- [书面练习 1]: 数一数条目中含有字符串“shorts”的行共有几行，只写出数字。
- [书面练习 2]: 请续写这篇关于陈灵公与夏姬的读史短文，从最后一句之后接着往下写。

- [所给文本]:
读 史 刍议
曾祥曦
史记·陈世家 之 灵公十四年
十四年,灵公与其大夫孔宁、仪行父皆通于夏姬(御叔之妻,舒之母也)衷其衣以戏于朝。泄冶谏:“君臣淫乱,民何效焉?”灵公以告二子,二子请杀泄,公弗禁,遂杀之。
十五年,灵公与二子饮于夏氏。公戏二子曰:“徴舒似汝。”二子曰:“亦似公。”徴舒怒。灵公罢酒出,徴舒伏弩厩门射杀灵公。孔宁、仪行父皆奔楚,灵公太子午奔晋。舒自立为陈侯。徴舒,故陈大夫也。
楚庄王为夏徴舒杀灵公,率诸侯伐陈。谓陈曰:“无惊,吾诛徴舒而已。”已诛徴舒,因县陈而有之,群臣毕贺。申叔时使于齐来还,独不贺。庄王问其故,对曰:“鄙语有之,牵牛径人田,田主夺之牛。径则有罪,夺之牛,不亦甚乎?今王以徴舒为贼弑君,故征兵诸侯,以义伐之,已而取之,以利其地,则后何以令于天下!是以不贺。”庄王曰:“善。”乃迎灵公太子午于晋而立之,复君陈如故,是为成公。
孔子读史记至楚复陈,曰:“贤哉楚庄王!轻千乘之国而重一言。”——《史记·陈世家》
读史者言:
①夏姬冤枉
夏姬:郑穆公女,陈大夫御叔之妻,世称“一代妖姬”。《正义·烈女传》云:“陈女夏姬者,陈大夫夏徵舒之母,御叔之妻也。三为王后,七为夫人,公侯争之,莫不迷惑失意。”
《左传》云:“杀御叔,弑灵侯,戮夏南,出孔、仪,丧陈国。”何止于此。

- [数据摘录]:
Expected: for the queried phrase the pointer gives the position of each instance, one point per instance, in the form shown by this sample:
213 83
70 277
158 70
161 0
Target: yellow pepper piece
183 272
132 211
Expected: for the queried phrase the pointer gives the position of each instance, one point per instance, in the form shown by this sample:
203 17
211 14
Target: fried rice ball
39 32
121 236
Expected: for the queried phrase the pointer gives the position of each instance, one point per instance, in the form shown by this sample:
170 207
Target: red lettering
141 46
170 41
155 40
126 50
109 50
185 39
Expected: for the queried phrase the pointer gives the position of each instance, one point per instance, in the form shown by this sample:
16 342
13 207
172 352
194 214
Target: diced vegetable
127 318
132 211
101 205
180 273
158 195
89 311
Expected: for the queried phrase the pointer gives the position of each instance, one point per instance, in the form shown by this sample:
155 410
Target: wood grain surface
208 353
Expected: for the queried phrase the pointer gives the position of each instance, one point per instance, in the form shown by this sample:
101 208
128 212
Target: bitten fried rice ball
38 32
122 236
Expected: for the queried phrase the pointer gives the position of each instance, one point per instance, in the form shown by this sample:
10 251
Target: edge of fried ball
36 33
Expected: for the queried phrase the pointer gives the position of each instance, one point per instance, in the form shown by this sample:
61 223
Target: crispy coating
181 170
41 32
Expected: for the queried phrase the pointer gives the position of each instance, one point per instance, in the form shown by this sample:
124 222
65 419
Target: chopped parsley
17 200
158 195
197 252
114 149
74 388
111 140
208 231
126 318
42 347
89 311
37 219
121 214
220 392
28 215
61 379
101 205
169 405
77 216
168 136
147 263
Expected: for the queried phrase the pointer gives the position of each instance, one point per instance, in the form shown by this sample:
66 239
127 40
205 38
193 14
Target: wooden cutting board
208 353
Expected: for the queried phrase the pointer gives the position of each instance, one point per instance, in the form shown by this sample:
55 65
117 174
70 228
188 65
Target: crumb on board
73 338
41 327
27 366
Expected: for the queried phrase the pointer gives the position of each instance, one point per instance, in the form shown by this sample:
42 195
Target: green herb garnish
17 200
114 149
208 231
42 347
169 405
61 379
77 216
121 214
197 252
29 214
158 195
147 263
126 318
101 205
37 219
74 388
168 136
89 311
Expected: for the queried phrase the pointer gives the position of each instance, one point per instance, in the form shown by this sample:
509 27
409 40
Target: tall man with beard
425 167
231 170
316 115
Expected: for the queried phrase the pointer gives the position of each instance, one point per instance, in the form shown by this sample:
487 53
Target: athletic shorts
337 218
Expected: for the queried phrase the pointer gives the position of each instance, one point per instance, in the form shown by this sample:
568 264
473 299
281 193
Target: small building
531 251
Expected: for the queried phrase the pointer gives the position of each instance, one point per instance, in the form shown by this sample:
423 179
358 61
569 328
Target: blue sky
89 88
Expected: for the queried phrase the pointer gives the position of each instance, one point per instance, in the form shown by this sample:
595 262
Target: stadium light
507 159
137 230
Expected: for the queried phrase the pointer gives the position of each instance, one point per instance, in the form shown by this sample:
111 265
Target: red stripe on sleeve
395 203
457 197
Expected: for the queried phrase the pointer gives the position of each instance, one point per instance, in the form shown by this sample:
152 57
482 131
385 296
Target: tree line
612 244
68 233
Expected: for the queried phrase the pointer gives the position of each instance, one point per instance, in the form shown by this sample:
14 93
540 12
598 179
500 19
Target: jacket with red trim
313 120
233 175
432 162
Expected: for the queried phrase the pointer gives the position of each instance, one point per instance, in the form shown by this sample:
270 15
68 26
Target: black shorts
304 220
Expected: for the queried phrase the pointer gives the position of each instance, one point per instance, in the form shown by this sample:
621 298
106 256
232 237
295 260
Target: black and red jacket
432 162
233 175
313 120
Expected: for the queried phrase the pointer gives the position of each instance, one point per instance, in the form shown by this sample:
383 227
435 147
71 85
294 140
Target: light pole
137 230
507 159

- [练习答案 1]: 2

- [练习答案 2]:
楚庄王灭陈,见夏姬之美,亦爱之,欲纳之。申公巫臣谏之,故庄王舍之。将军子反欲娶夏姬,巫臣以“不祥之物”劝阻。夏姬下嫁连尹襄老,连尹襄老不久战死。夏姬寡居,连尹襄老子黑要通之(“烝于黑要”)。
申公巫臣谏庄王、劝子反勿沾夏姬,以为“不祥”,然己不释怀。逾十年,拐夏姬(时夏姬已回母国郑)亡晋。子反、黑要知之,杀巫臣全家。巫臣动吴兵伐陈。
夏姬不死,祸乱不已。然夏姬善以终。夏姬者,又一“祸水”之特例也!《左传》以为元凶,《左传》谬矣!元凶不在夏姬,在美色惑人,不在美色惑人,在自趋其惑也。何以自趋其惑?在情欲难禁也。夏姬而美,夏姬其罪乎?若必罪之,罪天矣。然天生尤物而罪,而天不生尤物又何以堪?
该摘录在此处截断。